* **Objective**:
Please reproduce the data below word for word, with every line in its original order. Leave the pictures out.

* **Source material**:
^^^^^^^^^^^^^^^^

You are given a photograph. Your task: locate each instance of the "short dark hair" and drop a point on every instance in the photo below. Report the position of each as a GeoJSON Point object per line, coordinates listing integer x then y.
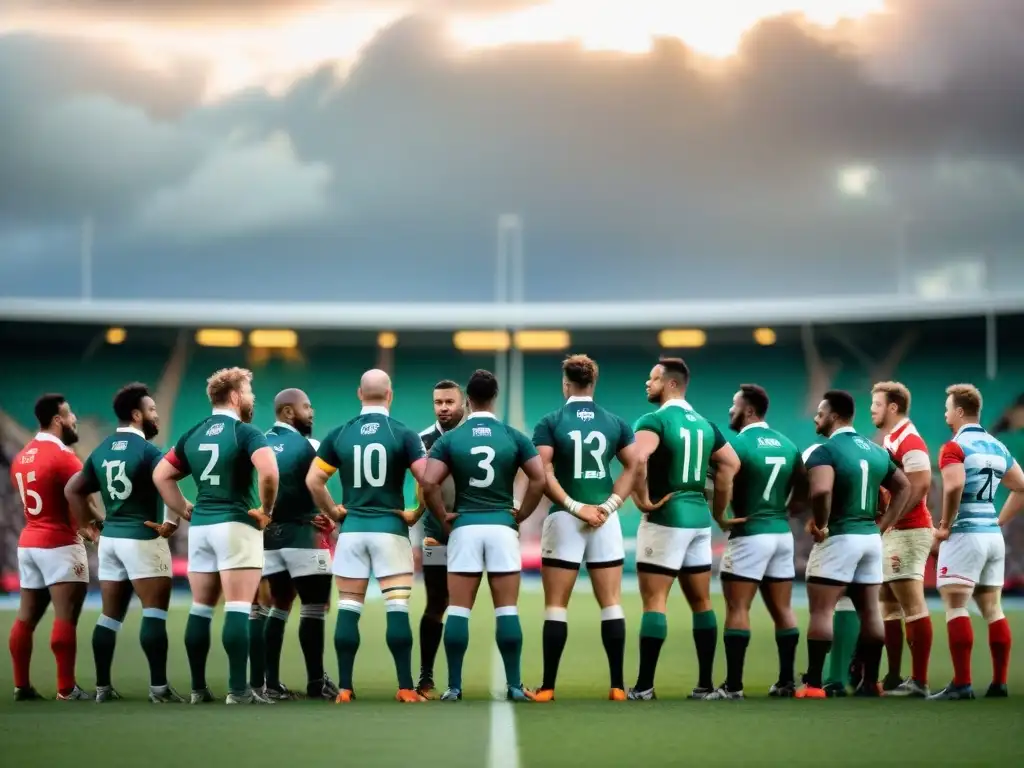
{"type": "Point", "coordinates": [482, 387]}
{"type": "Point", "coordinates": [47, 407]}
{"type": "Point", "coordinates": [677, 369]}
{"type": "Point", "coordinates": [129, 398]}
{"type": "Point", "coordinates": [580, 370]}
{"type": "Point", "coordinates": [756, 397]}
{"type": "Point", "coordinates": [841, 402]}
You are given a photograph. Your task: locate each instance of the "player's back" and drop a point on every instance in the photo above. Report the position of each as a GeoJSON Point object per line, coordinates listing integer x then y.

^^^^^^^^^^^^^^^^

* **Worked solution**:
You are given a photograph. Your task: locate each instance of the "short dark hair" and drop a point on every instance in the photo below. Report the position of each as a GeoJSON Point object per line, coordinates listing integer x then y.
{"type": "Point", "coordinates": [482, 387]}
{"type": "Point", "coordinates": [47, 407]}
{"type": "Point", "coordinates": [677, 369]}
{"type": "Point", "coordinates": [129, 398]}
{"type": "Point", "coordinates": [580, 370]}
{"type": "Point", "coordinates": [756, 397]}
{"type": "Point", "coordinates": [841, 402]}
You are given a photograph. Your task: locate each instance of the "player's back" and drop a point on every instance in the photo above. Report the position of each as a GeoJSON Point object per line, coordinates listing integer x then y.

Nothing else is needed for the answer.